* [Instructions for the task]:
Exactly reproduce the lines from the top of the entries below through the line containing "In the photo above, where can the binocular metal", with both ends included.

Source data START

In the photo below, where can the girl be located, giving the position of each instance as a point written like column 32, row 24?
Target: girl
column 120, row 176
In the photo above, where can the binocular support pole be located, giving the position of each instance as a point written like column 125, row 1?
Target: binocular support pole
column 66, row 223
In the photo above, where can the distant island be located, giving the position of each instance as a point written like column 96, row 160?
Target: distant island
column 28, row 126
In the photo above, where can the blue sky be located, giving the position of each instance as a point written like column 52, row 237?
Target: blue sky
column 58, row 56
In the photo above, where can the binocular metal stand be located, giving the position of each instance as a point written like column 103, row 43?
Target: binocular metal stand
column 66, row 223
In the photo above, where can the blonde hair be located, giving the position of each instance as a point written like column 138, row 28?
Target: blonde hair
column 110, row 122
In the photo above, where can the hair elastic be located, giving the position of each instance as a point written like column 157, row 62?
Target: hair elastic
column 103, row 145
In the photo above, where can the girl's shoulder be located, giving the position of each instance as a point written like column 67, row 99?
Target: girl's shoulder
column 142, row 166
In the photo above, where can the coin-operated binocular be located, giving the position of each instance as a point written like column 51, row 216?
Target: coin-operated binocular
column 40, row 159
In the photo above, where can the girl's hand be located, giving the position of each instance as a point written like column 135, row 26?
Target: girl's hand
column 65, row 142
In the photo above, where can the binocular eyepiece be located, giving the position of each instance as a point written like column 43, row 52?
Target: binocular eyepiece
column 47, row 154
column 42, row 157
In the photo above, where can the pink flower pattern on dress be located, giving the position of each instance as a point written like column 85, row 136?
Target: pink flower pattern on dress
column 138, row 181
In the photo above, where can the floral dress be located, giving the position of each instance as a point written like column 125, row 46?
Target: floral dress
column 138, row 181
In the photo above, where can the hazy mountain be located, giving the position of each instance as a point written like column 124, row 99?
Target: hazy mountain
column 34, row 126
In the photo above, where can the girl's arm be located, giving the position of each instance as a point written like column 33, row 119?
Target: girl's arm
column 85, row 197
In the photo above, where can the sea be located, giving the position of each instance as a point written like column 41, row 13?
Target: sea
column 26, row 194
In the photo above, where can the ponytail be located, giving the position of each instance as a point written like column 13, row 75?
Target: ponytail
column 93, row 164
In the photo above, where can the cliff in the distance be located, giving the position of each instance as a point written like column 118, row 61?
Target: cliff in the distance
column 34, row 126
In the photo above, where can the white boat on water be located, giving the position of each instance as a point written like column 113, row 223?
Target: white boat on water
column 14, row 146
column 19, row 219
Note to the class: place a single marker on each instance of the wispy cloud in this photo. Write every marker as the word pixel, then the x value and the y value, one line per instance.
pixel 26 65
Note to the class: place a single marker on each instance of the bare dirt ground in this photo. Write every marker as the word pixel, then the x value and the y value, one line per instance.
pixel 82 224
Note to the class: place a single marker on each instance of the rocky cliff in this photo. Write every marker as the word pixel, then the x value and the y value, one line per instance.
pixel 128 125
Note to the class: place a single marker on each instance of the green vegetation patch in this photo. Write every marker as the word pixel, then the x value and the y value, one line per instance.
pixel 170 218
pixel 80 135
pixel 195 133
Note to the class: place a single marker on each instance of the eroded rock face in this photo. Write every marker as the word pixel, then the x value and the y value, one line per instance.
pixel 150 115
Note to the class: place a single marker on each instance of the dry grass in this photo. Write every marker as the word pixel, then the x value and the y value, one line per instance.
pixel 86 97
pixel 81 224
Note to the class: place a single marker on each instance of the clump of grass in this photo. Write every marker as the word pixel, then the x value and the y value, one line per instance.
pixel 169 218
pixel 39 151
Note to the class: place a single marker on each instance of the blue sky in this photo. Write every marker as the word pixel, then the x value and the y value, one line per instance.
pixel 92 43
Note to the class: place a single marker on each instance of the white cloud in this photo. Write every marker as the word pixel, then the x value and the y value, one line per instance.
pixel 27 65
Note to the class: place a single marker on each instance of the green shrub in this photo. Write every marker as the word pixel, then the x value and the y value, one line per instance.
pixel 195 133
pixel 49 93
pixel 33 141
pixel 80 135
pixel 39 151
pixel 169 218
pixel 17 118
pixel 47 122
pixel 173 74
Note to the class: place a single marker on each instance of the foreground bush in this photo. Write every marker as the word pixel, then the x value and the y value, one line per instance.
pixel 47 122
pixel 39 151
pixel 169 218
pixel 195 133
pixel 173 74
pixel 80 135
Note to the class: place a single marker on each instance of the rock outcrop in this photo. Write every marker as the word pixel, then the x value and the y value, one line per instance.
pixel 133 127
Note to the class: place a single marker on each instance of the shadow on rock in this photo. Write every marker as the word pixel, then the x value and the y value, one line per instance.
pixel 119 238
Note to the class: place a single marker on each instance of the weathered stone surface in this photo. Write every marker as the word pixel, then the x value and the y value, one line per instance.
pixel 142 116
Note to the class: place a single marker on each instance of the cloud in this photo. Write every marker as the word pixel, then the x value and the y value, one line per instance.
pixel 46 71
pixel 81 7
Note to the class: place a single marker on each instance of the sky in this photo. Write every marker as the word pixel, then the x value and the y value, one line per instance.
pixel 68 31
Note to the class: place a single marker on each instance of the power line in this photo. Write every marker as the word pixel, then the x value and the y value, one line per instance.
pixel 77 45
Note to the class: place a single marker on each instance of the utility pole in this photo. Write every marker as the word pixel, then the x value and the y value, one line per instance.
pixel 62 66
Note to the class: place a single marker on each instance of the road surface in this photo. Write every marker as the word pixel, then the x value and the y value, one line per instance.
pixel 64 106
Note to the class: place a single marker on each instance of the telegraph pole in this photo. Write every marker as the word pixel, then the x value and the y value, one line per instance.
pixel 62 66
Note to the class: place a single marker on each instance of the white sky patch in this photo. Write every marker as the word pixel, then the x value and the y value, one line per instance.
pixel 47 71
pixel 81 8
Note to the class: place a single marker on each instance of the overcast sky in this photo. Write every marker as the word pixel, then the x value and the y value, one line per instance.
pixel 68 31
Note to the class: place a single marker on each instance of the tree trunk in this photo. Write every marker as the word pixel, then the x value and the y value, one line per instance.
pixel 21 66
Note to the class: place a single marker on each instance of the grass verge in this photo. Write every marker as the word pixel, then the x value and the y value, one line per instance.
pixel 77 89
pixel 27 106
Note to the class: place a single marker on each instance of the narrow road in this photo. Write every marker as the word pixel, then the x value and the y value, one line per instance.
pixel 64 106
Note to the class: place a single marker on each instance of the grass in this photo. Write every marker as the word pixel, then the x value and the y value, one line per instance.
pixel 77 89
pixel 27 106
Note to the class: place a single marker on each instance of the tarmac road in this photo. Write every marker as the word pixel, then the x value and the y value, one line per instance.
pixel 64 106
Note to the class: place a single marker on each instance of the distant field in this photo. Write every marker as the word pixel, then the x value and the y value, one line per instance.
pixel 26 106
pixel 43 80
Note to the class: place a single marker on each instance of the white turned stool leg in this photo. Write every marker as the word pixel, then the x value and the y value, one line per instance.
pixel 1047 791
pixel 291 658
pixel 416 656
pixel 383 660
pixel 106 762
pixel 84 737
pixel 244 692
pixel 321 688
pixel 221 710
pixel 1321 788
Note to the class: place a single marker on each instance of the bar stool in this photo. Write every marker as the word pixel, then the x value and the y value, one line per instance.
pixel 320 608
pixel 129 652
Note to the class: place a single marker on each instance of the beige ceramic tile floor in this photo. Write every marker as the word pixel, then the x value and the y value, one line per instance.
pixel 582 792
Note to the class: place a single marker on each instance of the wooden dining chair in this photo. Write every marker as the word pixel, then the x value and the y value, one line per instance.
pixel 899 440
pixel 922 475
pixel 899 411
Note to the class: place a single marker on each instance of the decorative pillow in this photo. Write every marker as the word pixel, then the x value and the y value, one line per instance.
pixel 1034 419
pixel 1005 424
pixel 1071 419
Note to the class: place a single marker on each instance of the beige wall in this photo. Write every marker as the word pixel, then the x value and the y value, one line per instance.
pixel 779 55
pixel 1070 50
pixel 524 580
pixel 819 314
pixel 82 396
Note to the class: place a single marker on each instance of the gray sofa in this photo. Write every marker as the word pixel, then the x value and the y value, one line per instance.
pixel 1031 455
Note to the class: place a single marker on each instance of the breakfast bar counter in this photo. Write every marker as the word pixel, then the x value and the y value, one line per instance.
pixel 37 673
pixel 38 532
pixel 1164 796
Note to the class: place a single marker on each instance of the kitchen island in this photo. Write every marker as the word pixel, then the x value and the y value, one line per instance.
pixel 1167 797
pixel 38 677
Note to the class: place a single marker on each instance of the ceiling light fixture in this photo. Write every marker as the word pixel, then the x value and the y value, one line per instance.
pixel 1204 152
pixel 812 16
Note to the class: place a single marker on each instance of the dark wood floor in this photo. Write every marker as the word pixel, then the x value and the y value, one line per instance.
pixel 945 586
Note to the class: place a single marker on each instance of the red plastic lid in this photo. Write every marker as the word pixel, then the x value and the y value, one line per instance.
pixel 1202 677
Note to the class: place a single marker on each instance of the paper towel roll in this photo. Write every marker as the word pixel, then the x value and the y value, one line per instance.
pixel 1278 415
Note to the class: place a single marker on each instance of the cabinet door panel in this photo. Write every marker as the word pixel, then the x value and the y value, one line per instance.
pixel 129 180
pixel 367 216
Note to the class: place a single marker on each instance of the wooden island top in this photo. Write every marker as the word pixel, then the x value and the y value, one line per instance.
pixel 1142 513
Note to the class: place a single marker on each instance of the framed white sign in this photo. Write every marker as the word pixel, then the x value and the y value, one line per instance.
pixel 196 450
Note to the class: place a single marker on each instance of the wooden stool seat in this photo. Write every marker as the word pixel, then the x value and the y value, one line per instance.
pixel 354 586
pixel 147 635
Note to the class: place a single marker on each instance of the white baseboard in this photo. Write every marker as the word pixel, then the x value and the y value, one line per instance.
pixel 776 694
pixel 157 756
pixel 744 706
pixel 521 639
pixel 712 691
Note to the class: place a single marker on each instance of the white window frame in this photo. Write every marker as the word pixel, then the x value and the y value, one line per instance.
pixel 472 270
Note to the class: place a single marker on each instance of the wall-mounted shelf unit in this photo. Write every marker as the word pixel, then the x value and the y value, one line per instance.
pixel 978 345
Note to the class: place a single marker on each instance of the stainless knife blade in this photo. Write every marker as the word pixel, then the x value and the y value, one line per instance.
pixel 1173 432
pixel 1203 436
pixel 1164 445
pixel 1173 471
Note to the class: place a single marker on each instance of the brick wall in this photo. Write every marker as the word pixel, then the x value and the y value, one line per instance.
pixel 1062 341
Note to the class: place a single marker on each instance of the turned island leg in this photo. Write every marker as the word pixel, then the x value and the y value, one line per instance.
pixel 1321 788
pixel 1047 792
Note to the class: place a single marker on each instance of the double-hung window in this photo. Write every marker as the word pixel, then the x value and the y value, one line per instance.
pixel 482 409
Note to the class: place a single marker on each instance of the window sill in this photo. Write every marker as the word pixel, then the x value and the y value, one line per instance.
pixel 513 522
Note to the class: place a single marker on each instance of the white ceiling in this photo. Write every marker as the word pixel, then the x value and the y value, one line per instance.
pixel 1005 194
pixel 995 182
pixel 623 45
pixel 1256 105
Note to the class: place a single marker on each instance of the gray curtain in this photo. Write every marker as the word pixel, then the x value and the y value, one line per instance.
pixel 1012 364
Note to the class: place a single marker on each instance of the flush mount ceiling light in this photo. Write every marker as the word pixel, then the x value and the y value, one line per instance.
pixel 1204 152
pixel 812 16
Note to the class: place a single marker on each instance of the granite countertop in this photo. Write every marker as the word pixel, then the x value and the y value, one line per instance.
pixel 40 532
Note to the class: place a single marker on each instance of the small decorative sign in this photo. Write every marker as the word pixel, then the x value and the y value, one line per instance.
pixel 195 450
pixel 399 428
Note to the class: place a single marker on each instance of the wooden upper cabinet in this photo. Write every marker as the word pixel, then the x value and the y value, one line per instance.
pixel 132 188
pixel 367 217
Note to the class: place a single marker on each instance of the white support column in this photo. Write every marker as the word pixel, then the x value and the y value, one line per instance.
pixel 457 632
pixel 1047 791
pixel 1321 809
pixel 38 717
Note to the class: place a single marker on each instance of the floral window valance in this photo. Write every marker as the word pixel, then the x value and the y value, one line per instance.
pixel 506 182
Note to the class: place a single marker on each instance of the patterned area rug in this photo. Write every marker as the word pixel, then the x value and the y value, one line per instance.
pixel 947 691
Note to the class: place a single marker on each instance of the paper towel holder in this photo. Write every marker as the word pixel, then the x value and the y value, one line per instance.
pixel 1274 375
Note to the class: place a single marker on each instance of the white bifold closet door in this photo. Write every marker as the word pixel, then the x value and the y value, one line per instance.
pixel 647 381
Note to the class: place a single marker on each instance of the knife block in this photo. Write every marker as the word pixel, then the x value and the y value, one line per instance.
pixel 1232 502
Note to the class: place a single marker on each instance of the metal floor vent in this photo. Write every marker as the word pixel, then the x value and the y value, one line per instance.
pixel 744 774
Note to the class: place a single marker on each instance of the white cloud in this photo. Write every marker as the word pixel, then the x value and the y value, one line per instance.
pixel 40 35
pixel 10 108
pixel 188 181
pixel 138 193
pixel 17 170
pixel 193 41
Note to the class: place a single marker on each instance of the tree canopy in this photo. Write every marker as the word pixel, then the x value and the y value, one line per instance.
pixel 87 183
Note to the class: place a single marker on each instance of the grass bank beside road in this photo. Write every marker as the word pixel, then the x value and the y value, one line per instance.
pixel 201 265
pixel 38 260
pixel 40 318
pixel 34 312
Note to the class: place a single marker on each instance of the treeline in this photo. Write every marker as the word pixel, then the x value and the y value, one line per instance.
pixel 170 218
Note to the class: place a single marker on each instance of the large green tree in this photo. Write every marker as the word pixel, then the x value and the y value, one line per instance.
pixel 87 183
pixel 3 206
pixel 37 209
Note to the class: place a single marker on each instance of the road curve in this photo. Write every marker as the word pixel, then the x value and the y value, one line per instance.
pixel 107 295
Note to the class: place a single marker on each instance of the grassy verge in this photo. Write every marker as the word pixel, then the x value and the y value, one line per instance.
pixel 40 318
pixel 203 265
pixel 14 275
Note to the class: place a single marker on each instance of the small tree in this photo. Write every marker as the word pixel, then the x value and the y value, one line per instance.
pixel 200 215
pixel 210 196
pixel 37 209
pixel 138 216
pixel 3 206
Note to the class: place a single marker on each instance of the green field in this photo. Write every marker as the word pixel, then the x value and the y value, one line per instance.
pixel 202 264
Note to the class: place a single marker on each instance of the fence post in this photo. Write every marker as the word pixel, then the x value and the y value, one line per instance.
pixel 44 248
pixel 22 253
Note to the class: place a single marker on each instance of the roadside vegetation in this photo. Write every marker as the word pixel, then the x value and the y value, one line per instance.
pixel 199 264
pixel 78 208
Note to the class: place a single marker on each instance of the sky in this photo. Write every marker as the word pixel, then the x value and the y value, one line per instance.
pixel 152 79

Source data END

* [Output of the task]:
In the photo below, where can the girl be located, giving the position of each instance as a point written like column 32, row 24?
Target: girl
column 120, row 176
In the photo above, where can the binocular support pole be located, giving the position of each instance as a point written like column 125, row 1?
Target: binocular support pole
column 66, row 223
In the photo above, where can the distant island be located, giving the position of each instance as a point written like column 96, row 160?
Target: distant island
column 28, row 126
In the photo above, where can the blue sky be located, giving the position of each instance as a point written like column 52, row 237?
Target: blue sky
column 58, row 56
In the photo above, where can the binocular metal stand be located, giving the position of each instance as a point written like column 103, row 43?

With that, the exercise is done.